**Do this**: Output the lines of the material from the line containing "of the green" through the end of the material, both included, as a JSON list of strings with one string per line and blank lines omitted.

Entries taken from a collection

★ ★ ★ ★ ★

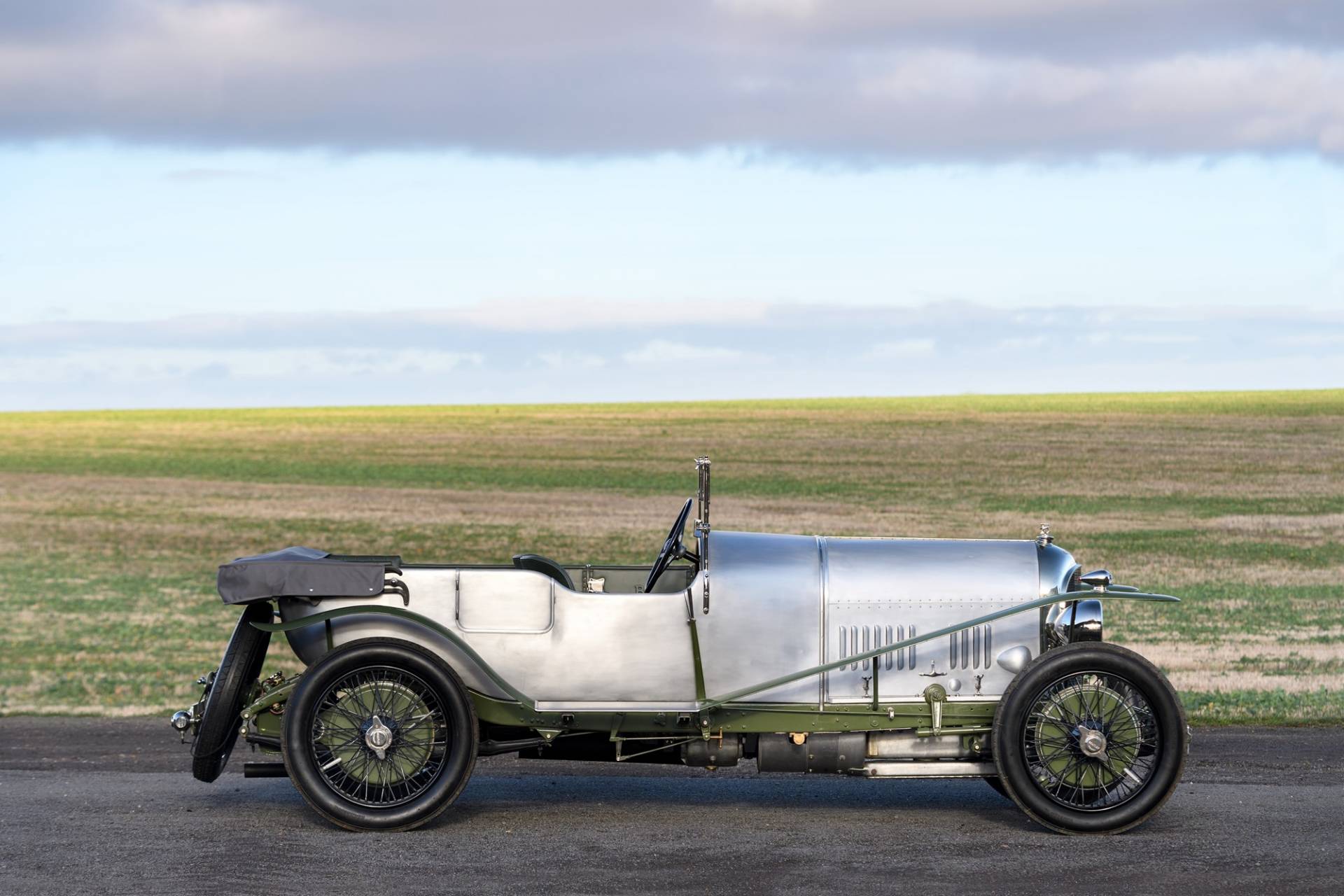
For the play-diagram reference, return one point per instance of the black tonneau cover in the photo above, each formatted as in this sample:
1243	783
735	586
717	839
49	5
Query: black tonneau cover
302	573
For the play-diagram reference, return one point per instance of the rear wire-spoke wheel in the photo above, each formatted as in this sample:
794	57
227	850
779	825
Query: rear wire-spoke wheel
1091	738
379	735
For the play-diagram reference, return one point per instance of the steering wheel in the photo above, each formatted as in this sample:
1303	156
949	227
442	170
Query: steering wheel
672	548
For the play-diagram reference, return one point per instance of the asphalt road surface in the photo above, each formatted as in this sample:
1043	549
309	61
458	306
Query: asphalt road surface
106	806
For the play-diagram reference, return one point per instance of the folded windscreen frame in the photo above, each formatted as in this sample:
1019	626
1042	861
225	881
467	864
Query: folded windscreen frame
302	573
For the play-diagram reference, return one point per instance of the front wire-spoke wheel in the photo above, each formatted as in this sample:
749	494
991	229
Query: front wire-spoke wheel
379	735
1091	741
1091	738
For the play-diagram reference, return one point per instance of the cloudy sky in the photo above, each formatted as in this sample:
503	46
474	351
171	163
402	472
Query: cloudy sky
335	202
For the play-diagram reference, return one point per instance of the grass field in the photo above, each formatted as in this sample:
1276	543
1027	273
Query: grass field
112	523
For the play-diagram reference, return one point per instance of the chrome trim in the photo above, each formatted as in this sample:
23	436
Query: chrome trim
1015	659
1100	580
1074	621
925	769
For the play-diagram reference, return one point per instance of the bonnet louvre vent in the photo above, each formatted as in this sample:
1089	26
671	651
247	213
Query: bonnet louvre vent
855	640
971	648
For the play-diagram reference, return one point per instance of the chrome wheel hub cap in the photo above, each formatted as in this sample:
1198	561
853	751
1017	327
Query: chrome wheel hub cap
1092	743
378	738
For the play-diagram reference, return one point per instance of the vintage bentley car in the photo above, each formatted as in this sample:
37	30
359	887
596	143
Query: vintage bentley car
874	657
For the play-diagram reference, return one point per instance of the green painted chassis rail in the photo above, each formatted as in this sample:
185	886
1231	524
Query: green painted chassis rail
1116	593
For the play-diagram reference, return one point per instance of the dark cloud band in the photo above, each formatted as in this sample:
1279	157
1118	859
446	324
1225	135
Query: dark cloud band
855	83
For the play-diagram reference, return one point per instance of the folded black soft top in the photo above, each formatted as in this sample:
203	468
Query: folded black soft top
302	573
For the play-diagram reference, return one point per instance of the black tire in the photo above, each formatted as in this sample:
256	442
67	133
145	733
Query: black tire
320	706
1142	716
238	672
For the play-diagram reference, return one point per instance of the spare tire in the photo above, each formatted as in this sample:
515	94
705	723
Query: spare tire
233	681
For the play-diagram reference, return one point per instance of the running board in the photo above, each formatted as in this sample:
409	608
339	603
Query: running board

★ ★ ★ ★ ★

**Completed task**:
[
  "For the play-diagram reference, return one point per instance of the green painted chassis rail in the photo above, each formatted as in this sample:",
  "185\t886",
  "1231\t524",
  "Query: green painted chassis rail",
  "1116\t593",
  "For the play-diagram reference, return one point per instance of the dark cloud band in the photo above, each formatted as in this sample:",
  "1279\t157",
  "1118\t859",
  "446\t324",
  "1225\t135",
  "Query: dark cloud band",
  "855\t83",
  "For the play-diagram reference, return one point per instance of the folded black soft top in the photo above, each formatted as in this sample:",
  "203\t468",
  "Query: folded black soft top",
  "302\t573",
  "For the play-diagram reference, return one point per instance of the black tire in the photo above, each formatted as in this sample:",
  "256\t442",
  "67\t133",
  "145\t733",
  "Query: black tire",
  "320\t706",
  "1142\t716",
  "238\t672",
  "For the play-diagram reference, return one point per instance of the spare tire in the photo above, each formatted as in this sample:",
  "515\t94",
  "705\t723",
  "Query: spare tire",
  "233\t681",
  "For the play-diagram reference, return one point per instance of the running board in the photo above, each formatted as in this sample:",
  "409\t608",
  "339\t603",
  "Query: running board"
]